━━━ SOURCE DOCUMENT

Practical uses for AI in the real estate industry
by Zain Jaffer
The landscape of various industries is changing very rapidly in the current course of the Artificial Intelligence boom. These emerging AI technologies are truly unlocking new frontiers across different sectors, real estate included.
As a real estate investor and developer, I’ve found quite a few uses for AI tools like Chat GPT. Although some news reports say that AI can spell the doom of humans in a working capacity, personally I think in its current version it is helpful.
Although regular search, such as those with Google and Bing, produce useful links, the output of AI like Chat GPT are really answers to well formed questions. It does save me time when I want to know, for example, “What is the state of the multi-family housing market in Cincinnati, Ohio?” Questions to the AI can even be more detailed than that, and the insights you might get might astound you.
Of course your years of experience should tell you if what the AI is telling you sounds too good to be true or somehow doesn’t fit in with your preconceived notions. Then you have to dig into the question more, maybe with phone calls or even an actual visit to the place.
Let me stress that as in the film The Big Short (a film about the 2008 subprime mortgage crisis), there is really no substitute for visiting a place, going around, looking at properties, talking to the locals, and augmenting your own personal impressions with the data available online. But often that comes when you have already made a decision that you are interested in investing in real estate in a particular place.
In the film The Big Short for example, the hedge fund investor (played by Steve Carrell) felt that his suspicions merited an actual visit by his team, and he was rewarded for his on the ground due diligence with his team with some sobering news about the subprime mortgage market.
Often as investors and senior decision makers, what we really need is context. That’s why traditionally there is no replacement for a person on the ground in that particular location to give his assessment of the real situation.
For example, the various states and cities might publish data on annual average rental rates, average prices of houses sold, and other information we use to assess if we should enter a market.
Before that, it would be expensive in terms of time, energy, and money to just blindly fly into a place to assess its potential. That is where these new AI tools come in. Aside from your own research, and your staff’s research, an AI assessment based on its scan of many data points available on the web might give you valuable insight that can help you assess if you want to consider a certain place or strike it out from consideration.
Note that AI tools like Chat GPT do not have biases like a broker who does not want to give information to a perceived competitor who might be a threat. AI tools just make their judgements based on the data they are presented with.
Take note that there are many aspects of real estate. There’s raw land, site preparation, construction, buying, renting, selling and leasing. There are port facilities, storage and warehouse, cold storage, multifamily apartments, single detached homes, high end properties like palatial homes, expensive condominiums, golf courses, groceries, strip malls, and the like.

━━━━━━
━━━ MATERIAL PROVIDED

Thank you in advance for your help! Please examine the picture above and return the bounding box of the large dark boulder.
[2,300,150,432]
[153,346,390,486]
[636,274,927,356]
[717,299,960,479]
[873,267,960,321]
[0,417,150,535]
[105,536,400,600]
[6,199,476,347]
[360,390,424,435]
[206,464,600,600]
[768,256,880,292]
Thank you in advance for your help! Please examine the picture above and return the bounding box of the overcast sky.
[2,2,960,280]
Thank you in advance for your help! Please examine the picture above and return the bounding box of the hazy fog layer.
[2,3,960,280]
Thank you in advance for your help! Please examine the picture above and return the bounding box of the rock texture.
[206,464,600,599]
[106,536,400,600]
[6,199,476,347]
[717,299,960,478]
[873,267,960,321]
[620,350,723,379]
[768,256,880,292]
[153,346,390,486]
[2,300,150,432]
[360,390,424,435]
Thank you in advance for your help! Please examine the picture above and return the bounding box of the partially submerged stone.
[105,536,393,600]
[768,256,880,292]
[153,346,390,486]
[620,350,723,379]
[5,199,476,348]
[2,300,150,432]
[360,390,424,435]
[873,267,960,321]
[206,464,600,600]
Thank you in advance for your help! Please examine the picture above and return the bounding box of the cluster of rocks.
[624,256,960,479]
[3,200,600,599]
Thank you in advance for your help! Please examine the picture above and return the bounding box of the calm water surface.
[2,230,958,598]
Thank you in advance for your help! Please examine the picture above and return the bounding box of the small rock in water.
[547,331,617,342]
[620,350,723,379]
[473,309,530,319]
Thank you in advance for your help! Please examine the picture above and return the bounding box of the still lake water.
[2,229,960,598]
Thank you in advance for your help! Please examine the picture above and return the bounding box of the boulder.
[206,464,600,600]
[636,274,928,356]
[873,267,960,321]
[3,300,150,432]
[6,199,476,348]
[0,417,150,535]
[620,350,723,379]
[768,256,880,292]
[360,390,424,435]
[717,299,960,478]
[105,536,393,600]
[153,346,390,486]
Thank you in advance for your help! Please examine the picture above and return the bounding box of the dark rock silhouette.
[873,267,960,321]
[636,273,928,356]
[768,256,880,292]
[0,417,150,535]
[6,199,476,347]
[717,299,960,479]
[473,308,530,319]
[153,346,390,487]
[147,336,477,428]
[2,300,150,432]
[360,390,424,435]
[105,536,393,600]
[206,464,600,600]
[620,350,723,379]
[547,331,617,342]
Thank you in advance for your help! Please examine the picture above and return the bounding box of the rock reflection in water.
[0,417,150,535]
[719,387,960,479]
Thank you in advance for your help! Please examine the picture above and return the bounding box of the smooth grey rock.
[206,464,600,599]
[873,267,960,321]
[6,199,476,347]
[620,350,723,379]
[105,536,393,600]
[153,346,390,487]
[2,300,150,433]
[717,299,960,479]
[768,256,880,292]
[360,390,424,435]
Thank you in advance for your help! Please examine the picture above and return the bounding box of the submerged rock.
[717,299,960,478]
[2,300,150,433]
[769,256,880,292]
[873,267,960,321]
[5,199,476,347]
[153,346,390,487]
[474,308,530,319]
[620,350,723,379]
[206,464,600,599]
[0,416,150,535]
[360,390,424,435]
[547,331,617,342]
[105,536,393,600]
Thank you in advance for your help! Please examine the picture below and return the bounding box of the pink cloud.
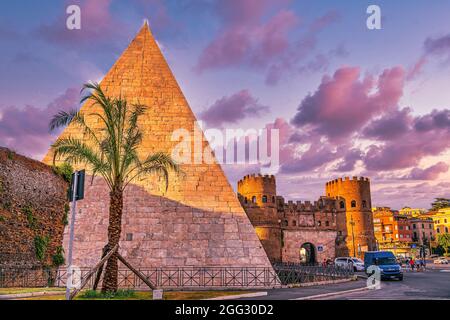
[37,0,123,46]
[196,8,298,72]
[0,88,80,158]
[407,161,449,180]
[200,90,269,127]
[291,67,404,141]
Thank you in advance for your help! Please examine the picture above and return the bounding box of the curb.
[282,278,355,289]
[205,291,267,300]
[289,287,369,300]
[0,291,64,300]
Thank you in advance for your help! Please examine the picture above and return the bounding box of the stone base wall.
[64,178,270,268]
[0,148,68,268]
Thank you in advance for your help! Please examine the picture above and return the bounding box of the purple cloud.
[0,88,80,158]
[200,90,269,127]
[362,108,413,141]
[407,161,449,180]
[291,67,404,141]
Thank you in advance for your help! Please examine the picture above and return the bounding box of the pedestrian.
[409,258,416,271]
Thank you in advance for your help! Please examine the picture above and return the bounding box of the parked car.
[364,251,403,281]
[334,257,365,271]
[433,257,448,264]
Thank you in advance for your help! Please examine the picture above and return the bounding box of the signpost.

━━━━━━
━━━ MATERIAL PROVIDED

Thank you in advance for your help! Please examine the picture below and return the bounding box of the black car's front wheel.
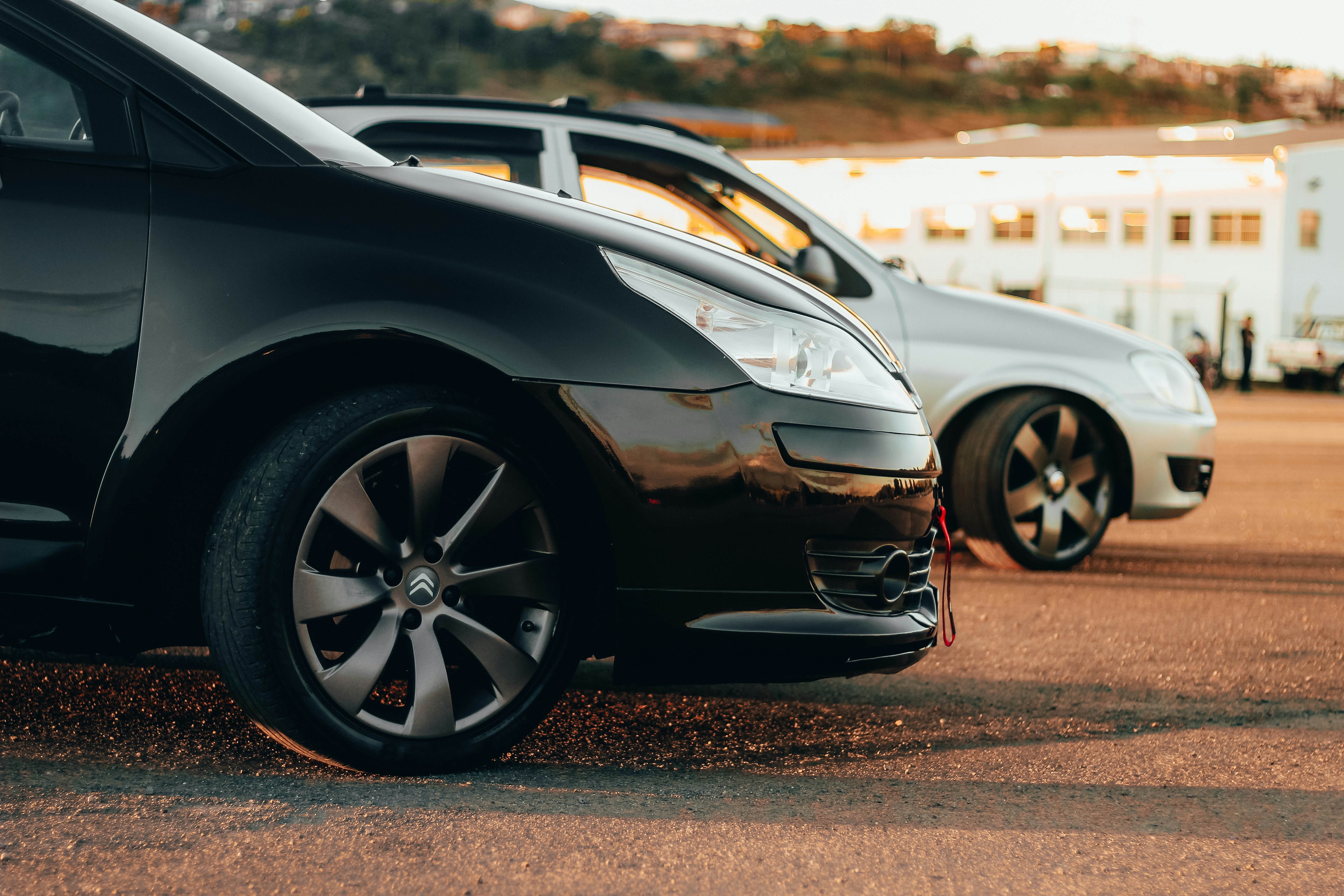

━━━━━━
━━━ MATERIAL PROVIDED

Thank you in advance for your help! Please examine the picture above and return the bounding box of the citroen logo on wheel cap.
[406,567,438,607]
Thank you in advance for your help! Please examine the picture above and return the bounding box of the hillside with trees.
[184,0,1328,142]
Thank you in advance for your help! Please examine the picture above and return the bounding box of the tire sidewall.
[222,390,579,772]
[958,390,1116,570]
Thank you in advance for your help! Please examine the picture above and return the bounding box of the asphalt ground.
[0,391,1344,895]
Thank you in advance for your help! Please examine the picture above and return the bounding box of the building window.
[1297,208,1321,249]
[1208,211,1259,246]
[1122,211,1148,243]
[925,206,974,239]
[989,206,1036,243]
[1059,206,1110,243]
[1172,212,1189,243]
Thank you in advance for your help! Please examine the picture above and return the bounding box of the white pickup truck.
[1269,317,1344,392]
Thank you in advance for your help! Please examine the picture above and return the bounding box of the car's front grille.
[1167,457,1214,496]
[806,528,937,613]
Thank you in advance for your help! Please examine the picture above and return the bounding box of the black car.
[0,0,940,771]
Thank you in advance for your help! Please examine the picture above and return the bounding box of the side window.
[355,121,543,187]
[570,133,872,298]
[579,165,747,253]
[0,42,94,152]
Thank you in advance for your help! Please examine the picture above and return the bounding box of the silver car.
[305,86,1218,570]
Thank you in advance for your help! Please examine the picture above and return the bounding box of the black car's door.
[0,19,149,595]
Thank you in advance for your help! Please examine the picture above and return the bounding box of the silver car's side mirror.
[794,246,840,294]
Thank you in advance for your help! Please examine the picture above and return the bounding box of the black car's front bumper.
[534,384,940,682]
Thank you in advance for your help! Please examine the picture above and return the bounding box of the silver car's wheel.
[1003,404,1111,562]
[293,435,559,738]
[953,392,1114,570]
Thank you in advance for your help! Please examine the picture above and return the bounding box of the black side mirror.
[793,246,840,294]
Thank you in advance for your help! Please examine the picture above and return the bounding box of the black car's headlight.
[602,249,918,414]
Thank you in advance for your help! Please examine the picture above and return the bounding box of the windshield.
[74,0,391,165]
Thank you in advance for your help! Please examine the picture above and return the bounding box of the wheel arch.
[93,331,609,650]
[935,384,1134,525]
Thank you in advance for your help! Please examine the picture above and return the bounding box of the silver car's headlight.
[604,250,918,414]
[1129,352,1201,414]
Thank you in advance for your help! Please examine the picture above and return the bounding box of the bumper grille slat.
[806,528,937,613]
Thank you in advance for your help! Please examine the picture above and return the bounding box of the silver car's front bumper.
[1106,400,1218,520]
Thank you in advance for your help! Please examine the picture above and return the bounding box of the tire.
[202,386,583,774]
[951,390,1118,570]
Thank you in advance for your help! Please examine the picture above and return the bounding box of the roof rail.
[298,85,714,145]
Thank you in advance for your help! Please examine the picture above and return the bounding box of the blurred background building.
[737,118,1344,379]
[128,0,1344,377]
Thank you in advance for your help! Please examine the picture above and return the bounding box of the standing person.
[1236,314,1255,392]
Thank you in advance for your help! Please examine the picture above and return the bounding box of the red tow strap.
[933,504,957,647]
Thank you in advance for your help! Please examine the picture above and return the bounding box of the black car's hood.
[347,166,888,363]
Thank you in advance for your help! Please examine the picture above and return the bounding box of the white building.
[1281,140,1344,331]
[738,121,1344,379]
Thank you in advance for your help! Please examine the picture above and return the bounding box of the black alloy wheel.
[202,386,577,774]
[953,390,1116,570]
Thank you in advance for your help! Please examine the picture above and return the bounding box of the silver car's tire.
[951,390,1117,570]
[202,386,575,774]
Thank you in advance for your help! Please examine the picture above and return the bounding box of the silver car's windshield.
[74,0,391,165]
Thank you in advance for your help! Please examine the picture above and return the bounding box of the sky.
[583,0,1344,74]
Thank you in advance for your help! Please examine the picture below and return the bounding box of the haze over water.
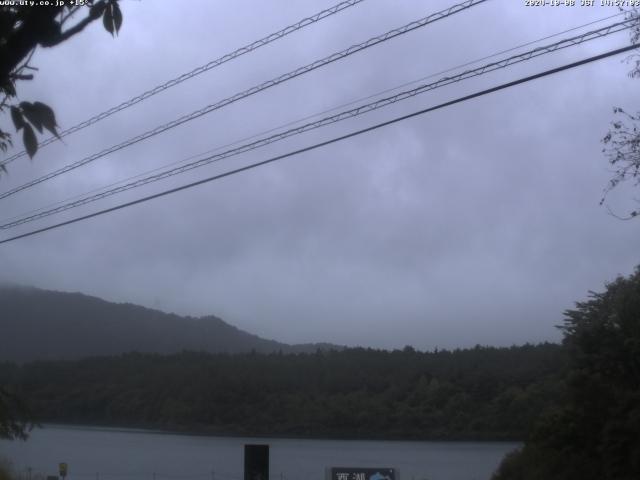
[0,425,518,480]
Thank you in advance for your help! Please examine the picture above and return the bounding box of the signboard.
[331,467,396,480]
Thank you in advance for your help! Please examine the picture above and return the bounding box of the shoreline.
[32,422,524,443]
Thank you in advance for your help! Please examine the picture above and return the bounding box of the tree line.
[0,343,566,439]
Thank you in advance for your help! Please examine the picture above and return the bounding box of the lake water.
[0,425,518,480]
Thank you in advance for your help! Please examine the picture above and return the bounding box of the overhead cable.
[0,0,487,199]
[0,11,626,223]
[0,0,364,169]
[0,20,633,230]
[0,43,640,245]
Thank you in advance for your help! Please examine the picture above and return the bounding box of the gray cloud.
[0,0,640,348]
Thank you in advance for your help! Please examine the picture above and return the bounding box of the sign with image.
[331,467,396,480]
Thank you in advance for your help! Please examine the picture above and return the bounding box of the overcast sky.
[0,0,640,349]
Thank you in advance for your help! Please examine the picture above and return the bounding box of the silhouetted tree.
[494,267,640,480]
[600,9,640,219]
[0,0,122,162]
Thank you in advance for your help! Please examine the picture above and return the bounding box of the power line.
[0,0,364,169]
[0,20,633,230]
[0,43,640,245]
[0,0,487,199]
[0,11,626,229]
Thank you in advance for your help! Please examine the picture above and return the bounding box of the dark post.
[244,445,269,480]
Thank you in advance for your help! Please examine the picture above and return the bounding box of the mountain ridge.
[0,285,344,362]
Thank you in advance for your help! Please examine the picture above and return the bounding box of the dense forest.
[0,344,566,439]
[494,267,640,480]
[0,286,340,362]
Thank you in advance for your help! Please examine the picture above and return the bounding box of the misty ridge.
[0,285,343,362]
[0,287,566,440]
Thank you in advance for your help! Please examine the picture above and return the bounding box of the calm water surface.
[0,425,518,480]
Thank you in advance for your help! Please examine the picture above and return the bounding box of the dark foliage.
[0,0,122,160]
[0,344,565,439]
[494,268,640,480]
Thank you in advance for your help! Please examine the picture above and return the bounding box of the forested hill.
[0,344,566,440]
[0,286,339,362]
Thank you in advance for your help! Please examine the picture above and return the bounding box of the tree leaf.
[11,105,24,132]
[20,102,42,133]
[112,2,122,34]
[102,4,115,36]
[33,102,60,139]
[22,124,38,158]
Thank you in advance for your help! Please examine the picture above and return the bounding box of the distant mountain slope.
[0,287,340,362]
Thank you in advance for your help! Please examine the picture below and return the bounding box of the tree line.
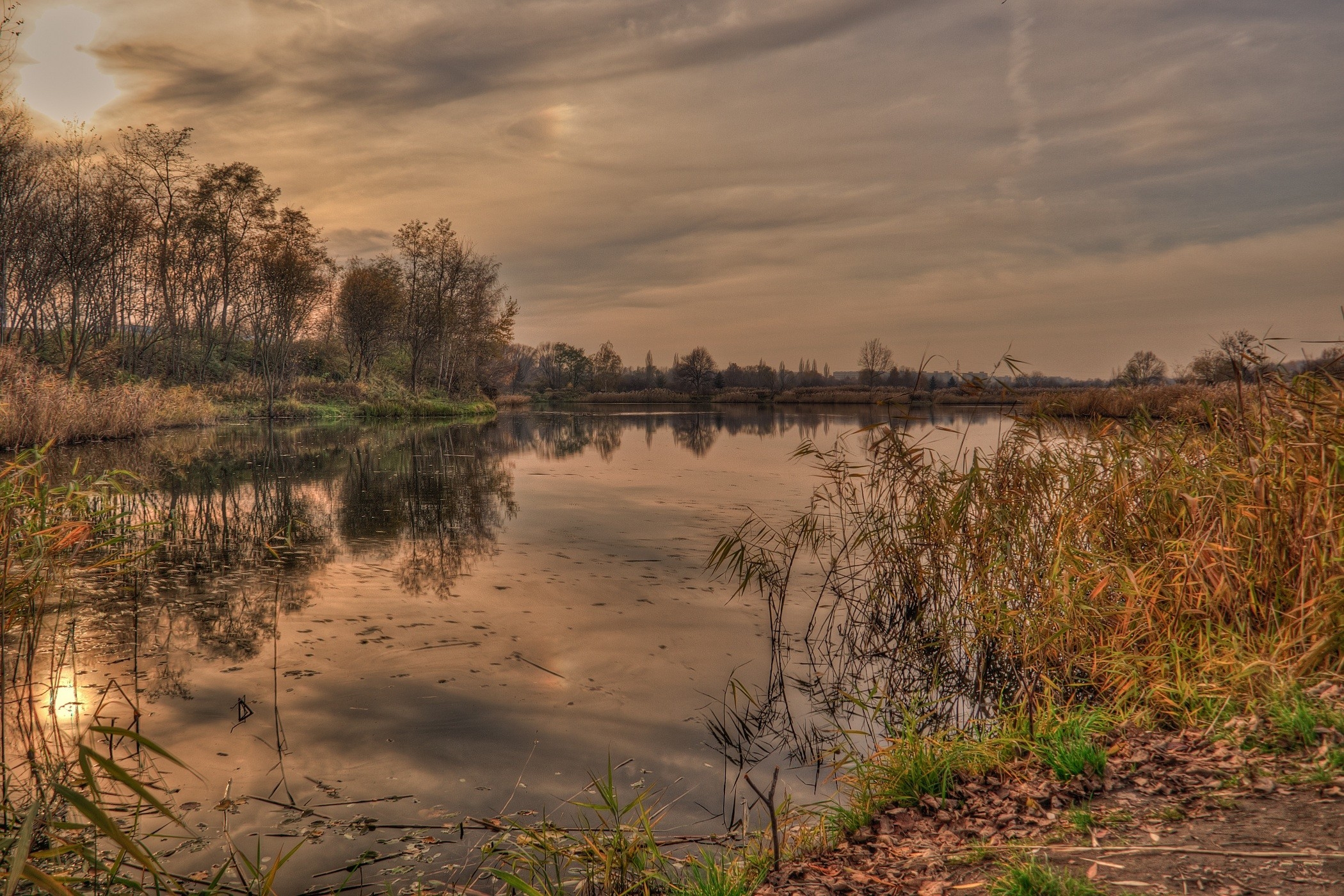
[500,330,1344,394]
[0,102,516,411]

━━━━━━

QUESTIONS TO ANSWER.
[A] Reproduce the passage of the article on AI in real estate starting at "Take note that" and ending at "and the like.".
[B] According to the article on AI in real estate, who played the hedge fund investor in the film The Big Short?
[C] Extend the article on AI in real estate, picking up right after its final sentence.

EXPECTED RESULTS.
[A]
Take note that there are many aspects of real estate. There’s raw land, site preparation, construction, buying, renting, selling and leasing. There are port facilities, storage and warehouse, cold storage, multifamily apartments, single detached homes, high end properties like palatial homes, expensive condominiums, golf courses, groceries, strip malls, and the like.

[B] Steve Carrell

[C]
These days, capital is expensive as the interest rates have gone up dramatically during the last few months. You definitely want to optimize your decision on where to invest in terms of current prices, crime rates, whether it is a sellers or buyers market, environmental factors, average rental, purchase, lease, and selling prices, and other factors. Tools like Chat GPT can give valuable insights before you spend your time and energy visiting a place, or at least talk to a local who might charge you money for a report or an opinion.
You may have also heard of iBuying, a program that Redfin, Zillow, and Opendoor offer where you simply ask the site to come up with offers for your house for sale, and algorithms will match interested parties who are looking for that budget and location. The opposite of this is iLending, which speeds up approval of your mortgage application if you fit and are preapproved on certain criteria. Depending on the extent of the capabilities of the algorithms, it could possibly be AI at work or just a straightforward regular search algorithm. [See https://www.nytimes.com/2021/11/19/realestate/ibuying-ilending.html]
AI is now replacing (or augmenting) human decision making on who should get loans such as mortgage, car, and other types of loans. That would pretty much reduce the bank manager’s discretion on who gets the loan, but in this age of high debt rates, that was probably long overdue anyway.
According to a 2020 Harvard Business Review article [https://hbr.org/2020/11/ai-can-make-bank-loans-more-fair], it may also reduce discrimination in who gets the loans if these are designed properly to eliminate biases.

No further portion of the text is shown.